■ STUDY QUESTIONS
1. In the passage on large language models, what do LLMs predict, according to the section on how they work?
2. List the modern LLMs that the passage on large language models names as examples.
3. Carry on the passage on large language models from the point where it ends.

■ SUPPLIED TEXT
* * * *

A massive AI model trained on text data that can generate, summarize, translate, and reason about language.

A Large Language Model (LLM) is a transformer-based AI model trained on massive amounts of text — often hundreds of billions of words from the web, books, and code. LLMs learn statistical patterns in language, enabling them to predict what token comes next with stunning coherence and knowledge breadth.

Modern LLMs like GPT-4, Claude, and Gemini can write essays, answer questions, summarize documents, write code, translate languages, and reason through complex problems. Their capabilities emerge from scale — more data, more parameters, and more compute leads to qualitatively new abilities.

How they work: LLMs predict the next token in a sequence, one at a time. Despite this simple objective, training on enough text produces models that appear to reason, plan, and understand context.

* * * *

[Region pointing data]
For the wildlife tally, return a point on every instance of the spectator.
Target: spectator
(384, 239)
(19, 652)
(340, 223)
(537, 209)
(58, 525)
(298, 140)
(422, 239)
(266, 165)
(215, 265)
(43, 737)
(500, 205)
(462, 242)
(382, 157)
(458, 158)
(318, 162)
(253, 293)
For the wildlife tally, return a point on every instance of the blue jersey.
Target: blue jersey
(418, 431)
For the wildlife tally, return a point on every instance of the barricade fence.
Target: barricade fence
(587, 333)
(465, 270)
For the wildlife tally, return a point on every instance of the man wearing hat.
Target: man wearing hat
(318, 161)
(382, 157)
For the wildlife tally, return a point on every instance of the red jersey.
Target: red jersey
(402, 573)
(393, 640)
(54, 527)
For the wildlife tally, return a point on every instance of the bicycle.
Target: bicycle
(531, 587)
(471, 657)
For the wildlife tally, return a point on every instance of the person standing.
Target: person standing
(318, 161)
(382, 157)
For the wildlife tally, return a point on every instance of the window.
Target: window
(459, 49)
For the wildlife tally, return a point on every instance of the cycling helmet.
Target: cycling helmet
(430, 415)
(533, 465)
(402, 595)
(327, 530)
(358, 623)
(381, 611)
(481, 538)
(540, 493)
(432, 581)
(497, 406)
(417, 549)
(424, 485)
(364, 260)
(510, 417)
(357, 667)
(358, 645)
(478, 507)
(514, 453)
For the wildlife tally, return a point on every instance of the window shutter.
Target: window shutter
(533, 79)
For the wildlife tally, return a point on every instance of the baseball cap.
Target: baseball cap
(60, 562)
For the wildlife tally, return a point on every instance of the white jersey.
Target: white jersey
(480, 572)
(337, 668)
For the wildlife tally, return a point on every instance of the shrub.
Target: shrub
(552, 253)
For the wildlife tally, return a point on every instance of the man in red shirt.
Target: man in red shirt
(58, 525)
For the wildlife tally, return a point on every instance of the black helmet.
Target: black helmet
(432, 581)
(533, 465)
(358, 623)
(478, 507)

* * * *

■ ANSWERS TO THIS EXERCISE
1. They predict the next token in a sequence, one at a time.

2. GPT-4, Claude, Gemini

3.
Key LLM Concepts

  • Pre-training — trained on vast web text to predict next tokens
  • Fine-tuning / RLHF — aligned to follow instructions helpfully and safely
  • Context window — how much text the model can "see" at once
  • Temperature — controls randomness of outputs

LLMs are the foundation of most modern AI assistants and developer tools. They can be accessed via APIs, run locally with quantization, or fine-tuned on custom data with techniques like LoRA. The field is moving extremely fast — capabilities that seemed impossible in 2022 are routine in 2026.